What to work on: Copy out the full data exactly as given; pictures should not be included.

Given data:
——
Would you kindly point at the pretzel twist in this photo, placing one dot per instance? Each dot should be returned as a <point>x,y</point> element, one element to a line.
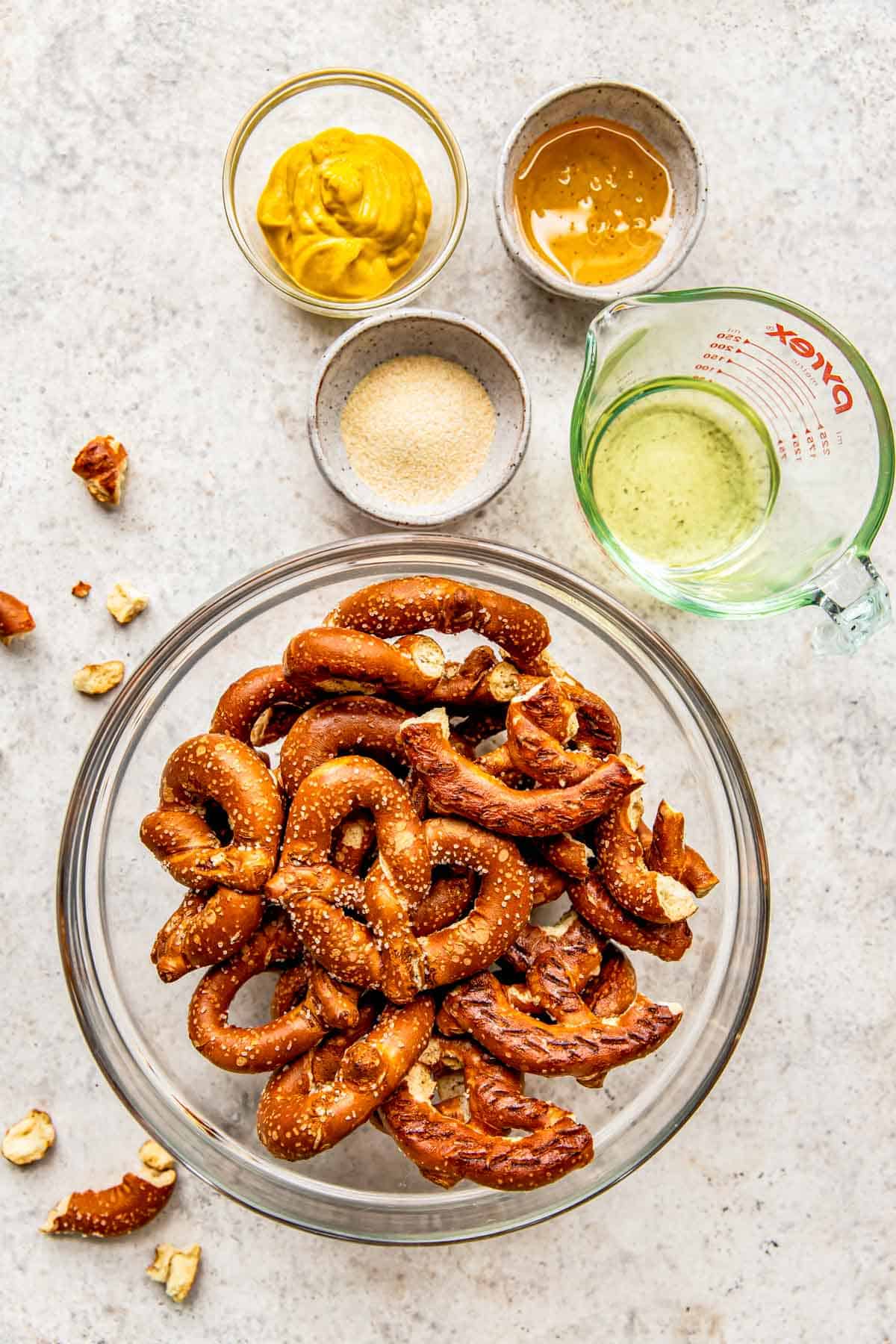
<point>399,880</point>
<point>260,707</point>
<point>253,1050</point>
<point>539,724</point>
<point>422,603</point>
<point>458,785</point>
<point>354,663</point>
<point>480,680</point>
<point>568,853</point>
<point>351,951</point>
<point>598,727</point>
<point>225,771</point>
<point>667,851</point>
<point>203,932</point>
<point>358,725</point>
<point>300,1117</point>
<point>606,917</point>
<point>623,868</point>
<point>575,1041</point>
<point>448,900</point>
<point>449,1148</point>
——
Result:
Would you kindly point at the pretzel twist in this photo, placing one dot per instance? Each dot should be returned as a <point>x,y</point> element, one element to a line.
<point>399,880</point>
<point>260,707</point>
<point>253,1050</point>
<point>539,724</point>
<point>422,603</point>
<point>458,785</point>
<point>354,663</point>
<point>480,680</point>
<point>568,853</point>
<point>351,951</point>
<point>598,727</point>
<point>225,771</point>
<point>667,851</point>
<point>203,932</point>
<point>358,725</point>
<point>300,1117</point>
<point>606,917</point>
<point>623,868</point>
<point>575,1041</point>
<point>448,900</point>
<point>449,1148</point>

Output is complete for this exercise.